### [ISTRUZIONI]
(A) Rispondi a queste domande sul testo dedicato a criterio di cassa e criterio di competenza:
(i) Quale rilevazione contabile viene indicata come tipica del criterio di cassa?
(ii) Quale articolo del DPR 917/86 riguarda i redditi da lavoro autonomo?
(iii) Con il principio di cassa allargato, entro quale giorno di gennaio del periodo d'imposta successivo devono essere corrisposte le somme perché si considerino percepite nel periodo precedente?
(B) Scrivi il seguito del testo su criterio di cassa e criterio di competenza, riprendendo dopo l'ultima frase.

### [TESTO DI RIFERIMENTO]

★ ★ ★ ★

Si parla di criterio di cassa quando vengono considerati tutti quei fenomeni numerari che avvengono materialmente nel periodo, solitamente annuale, preso a riferimento; si parla invece di criterio di competenza quando si considerano le operazioni che sono da ricondurre a quel periodo, anche se la traduzione in termini numerari non è avvenuta. Tipica rilevazione contabile che obbedisce al criterio di cassa è il cash flow, mentre nei bilanci delle aziende costi, ricavi ed altre manifestazioni del conto economico obbediscono al criterio di competenza. Dal punto di vista fiscale il reddito d’impresa è individuato e tassato in base al bilancio, quindi con il criterio di competenza; diversamente il reddito di lavoro dipendente o assimilato ed il reddito di lavoro autonomo sono individuati e tassati con il criterio di cassa. Riferimenti normativi sono il Titolo secondo del DPR 917/86 per quanto riguarda il reddito d’impresa, gli artt. 51 e 52 per i redditi rispettivamente da lavoro dipendente e assimilato, l’art. 54 per i redditi da lavoro autonomo.

Il principio di cassa allargato.
Fin qui tutto a posto finché non interviene l’art. 51 comma primo del DPR 917/86 che istituisce il cosiddetto principio di cassa allargato[1], per mezzo del quale “si considerano percepiti nel periodo d’imposta anche le somme ed i valori in genere corrisposti dai datori di lavoro entro il giorno 12 del mese di gennaio del periodo d’imposta successivo a quello cui si riferiscono”. Tale disposizione normativa prende evidentemente atto che in molte aziende l’erogazione materiale delle retribuzioni avviene nei primi giorni del mese, anziché nel tradizionale ventisette degli statali e delle imprese di grandi dimensioni e pertanto si punta, limitatamente a quel periodo, ad una identificazione di competenza e cassa, almeno per i casi in cui le retribuzioni vengano erogate normalmente e secondo un criterio costante. Di modo che nella certificazione CUD il lavoratore troverà, se effettivamente corrisposti, i compensi e le annesse ritenute relativi all’annualità trascorsa nella misura intera, mentre i compensi non percepiti o percepiti dopo la scadenza del 12 gennaio non potranno far parte della certificazione.

★ ★ ★ ★

Record del dataset di puntamento
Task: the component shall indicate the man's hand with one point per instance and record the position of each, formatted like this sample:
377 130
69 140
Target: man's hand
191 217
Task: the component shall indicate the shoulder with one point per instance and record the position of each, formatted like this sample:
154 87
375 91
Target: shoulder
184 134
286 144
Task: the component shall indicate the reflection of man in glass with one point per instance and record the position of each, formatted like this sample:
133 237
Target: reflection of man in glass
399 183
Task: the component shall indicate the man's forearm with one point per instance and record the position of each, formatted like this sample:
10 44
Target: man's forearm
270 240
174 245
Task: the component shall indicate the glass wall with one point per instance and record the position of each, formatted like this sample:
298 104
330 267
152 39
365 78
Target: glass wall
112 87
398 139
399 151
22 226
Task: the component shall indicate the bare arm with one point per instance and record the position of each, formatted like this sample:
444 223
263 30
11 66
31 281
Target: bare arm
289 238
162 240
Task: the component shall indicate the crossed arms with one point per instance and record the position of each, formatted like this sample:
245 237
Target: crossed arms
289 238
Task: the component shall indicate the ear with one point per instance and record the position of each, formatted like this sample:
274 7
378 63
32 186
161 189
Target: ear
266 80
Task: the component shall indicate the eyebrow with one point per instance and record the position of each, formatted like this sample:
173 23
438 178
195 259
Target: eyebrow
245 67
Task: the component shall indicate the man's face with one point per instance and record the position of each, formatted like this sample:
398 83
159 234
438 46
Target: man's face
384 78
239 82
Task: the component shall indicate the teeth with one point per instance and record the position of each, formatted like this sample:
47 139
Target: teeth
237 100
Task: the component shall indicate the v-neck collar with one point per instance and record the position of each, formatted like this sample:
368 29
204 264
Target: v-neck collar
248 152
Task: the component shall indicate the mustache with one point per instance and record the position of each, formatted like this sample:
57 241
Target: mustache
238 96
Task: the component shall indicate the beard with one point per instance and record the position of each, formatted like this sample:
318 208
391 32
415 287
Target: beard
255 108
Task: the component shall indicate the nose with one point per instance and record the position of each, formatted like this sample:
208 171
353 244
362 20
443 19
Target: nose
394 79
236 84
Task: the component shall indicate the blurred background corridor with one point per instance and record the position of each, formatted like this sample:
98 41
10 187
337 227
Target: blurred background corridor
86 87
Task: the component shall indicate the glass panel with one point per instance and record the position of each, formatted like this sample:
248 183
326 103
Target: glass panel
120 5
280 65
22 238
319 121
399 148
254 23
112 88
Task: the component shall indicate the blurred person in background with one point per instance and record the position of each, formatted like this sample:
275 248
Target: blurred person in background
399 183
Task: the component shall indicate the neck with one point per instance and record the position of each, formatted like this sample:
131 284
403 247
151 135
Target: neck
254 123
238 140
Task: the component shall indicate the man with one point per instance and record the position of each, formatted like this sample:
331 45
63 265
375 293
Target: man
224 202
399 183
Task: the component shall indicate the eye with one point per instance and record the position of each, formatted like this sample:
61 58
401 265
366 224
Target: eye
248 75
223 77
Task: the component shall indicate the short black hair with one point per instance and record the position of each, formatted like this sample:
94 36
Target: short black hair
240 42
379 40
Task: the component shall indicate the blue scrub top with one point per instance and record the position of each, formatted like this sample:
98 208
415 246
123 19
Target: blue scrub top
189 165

★ ★ ★ ★

### [LE RISPOSTE]
(A)
(i) Il cash flow.
(ii) L'art. 54.
(iii) Entro il 12 gennaio.

(B)
La questione sarebbe semplice se si risolvesse qui, ossia nel rapporto tra datore di lavoro e lavoratore dipendente. In realtà, oltre i redditi di lavoro dipendente, sono assoggettati allo stesso trattamento anche i redditi assimilati a redditi di lavoro dipendente di cui all’art. 52 del TUIR ed anche all’interno di questa categoria c’è da fare una distinzione tra i redditi delle collaborazioni coordinate e continuative nella forma a progetto o assimilabile [es. le collaborazioni dei pensionati di vecchiaia] e quelli degli amministratori delle società che sono sempre collaborazioni coordinate e continuative, ma che si svolgono con altre modalità, almeno dal punto di vista del trattamento fiscale. Vediamo con ordine le diverse fattispecie ed i problemi che si presentano.

Lavoro dipendente o assimilato.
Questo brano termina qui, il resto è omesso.